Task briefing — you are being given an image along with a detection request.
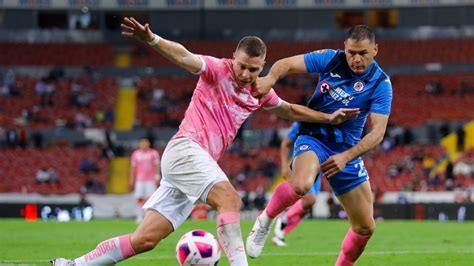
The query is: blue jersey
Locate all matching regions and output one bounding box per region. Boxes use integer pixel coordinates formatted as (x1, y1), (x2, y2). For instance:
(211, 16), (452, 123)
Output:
(286, 122), (300, 143)
(299, 49), (392, 151)
(287, 122), (321, 195)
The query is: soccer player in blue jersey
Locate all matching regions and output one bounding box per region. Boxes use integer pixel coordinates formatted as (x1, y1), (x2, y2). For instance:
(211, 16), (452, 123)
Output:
(247, 25), (392, 265)
(272, 122), (321, 247)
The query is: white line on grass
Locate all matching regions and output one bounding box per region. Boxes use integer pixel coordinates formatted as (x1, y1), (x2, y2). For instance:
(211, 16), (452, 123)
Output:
(0, 249), (474, 265)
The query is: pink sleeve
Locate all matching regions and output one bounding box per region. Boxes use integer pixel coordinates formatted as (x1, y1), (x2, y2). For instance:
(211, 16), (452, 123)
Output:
(130, 152), (137, 167)
(155, 151), (160, 164)
(199, 55), (221, 81)
(262, 89), (283, 109)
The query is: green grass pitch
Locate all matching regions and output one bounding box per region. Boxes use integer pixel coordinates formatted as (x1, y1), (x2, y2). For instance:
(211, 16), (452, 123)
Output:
(0, 219), (474, 266)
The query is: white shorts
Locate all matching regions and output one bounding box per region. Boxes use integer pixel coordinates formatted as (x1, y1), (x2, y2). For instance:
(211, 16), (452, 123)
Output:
(133, 180), (156, 199)
(143, 138), (229, 230)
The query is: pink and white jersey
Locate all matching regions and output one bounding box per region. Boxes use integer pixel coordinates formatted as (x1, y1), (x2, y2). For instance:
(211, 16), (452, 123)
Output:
(172, 56), (282, 161)
(131, 149), (160, 181)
+ + + + + + +
## OBJECTIVE
Recast the lines above, from the one containing "The query is: pink sleeve" through the one containing "(262, 89), (283, 109)", as a JSON list of strings with one string per line. Leave out any blank lines.

## SOLUTION FOR THIS PROBLEM
[
  "The query is: pink sleeve",
  "Locate all matching regions and output one bounding box per region. Boxes use integer pixel coordinates formatted as (x1, y1), (x2, y2). For instance:",
  "(211, 16), (452, 123)",
  "Output:",
  "(130, 152), (137, 167)",
  "(155, 151), (160, 164)",
  "(199, 55), (221, 81)",
  "(262, 89), (283, 109)"
]